Directions for this task ▸ Print, exactly as given, each line of the data from the line containing "If you could pick out the woman" up to and including its last line.

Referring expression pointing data
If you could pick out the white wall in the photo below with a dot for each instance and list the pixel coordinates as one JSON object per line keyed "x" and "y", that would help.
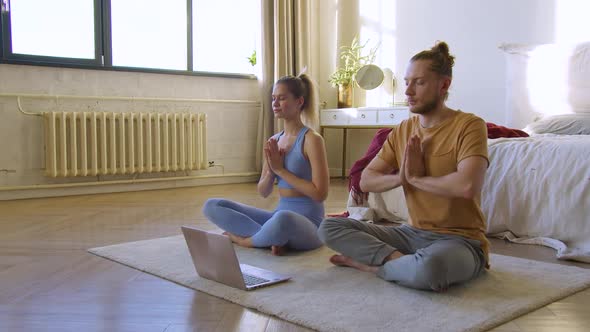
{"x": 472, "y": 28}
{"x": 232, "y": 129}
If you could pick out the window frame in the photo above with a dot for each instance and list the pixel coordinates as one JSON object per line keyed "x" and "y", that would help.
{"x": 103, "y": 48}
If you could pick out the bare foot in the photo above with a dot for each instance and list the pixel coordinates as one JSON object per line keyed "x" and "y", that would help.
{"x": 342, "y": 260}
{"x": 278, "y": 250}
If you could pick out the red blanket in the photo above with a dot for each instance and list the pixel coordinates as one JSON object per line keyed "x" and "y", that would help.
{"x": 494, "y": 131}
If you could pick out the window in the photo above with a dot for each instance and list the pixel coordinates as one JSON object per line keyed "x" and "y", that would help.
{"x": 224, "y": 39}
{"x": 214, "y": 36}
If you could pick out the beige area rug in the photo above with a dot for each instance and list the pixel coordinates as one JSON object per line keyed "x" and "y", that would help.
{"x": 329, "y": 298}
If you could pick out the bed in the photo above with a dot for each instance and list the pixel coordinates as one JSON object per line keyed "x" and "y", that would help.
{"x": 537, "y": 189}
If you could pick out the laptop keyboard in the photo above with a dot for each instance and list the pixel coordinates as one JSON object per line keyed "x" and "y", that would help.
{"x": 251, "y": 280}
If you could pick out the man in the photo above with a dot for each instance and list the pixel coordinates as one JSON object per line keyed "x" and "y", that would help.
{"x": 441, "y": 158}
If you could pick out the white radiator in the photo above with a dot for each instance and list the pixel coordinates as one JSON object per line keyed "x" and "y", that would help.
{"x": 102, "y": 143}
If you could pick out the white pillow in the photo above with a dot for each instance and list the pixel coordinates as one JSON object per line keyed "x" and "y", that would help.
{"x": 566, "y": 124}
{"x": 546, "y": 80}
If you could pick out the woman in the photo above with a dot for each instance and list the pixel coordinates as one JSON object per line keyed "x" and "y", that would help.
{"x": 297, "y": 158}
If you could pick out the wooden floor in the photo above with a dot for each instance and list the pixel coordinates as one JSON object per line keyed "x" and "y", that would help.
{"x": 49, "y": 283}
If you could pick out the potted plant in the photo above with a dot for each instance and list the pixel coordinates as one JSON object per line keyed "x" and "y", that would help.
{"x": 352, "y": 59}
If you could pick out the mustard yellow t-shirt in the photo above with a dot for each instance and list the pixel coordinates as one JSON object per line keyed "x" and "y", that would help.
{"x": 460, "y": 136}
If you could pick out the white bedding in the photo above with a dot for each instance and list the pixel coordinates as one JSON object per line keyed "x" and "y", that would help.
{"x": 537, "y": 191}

Answer to this problem ▸
If you could pick out the woman in the photo above with a dot for each instance and list the pixel coordinates as one JSON object per line keyed "x" and "y", that would help.
{"x": 297, "y": 158}
If you could pick out the wooden floor in the photo above with a dot for each instance and list the pixel coordinates as one JSON object per line keyed "x" and "y", that would help.
{"x": 49, "y": 283}
If you could pick out the potted plant in the photo above with a dot for each instance and list the pixel coordinates as one JSON object per line keyed "x" and "y", that would help.
{"x": 352, "y": 59}
If you could pick out the mustard yellow t-shirt in the photo above with a dot for each instance and list the pixel coordinates as one JSON object per line keyed "x" and "y", that would help.
{"x": 460, "y": 136}
If you could pick out the white bedding in the photo above with a dot for each instance and list the pixel coordinates as one JSON object per line keyed "x" and "y", that would help.
{"x": 537, "y": 191}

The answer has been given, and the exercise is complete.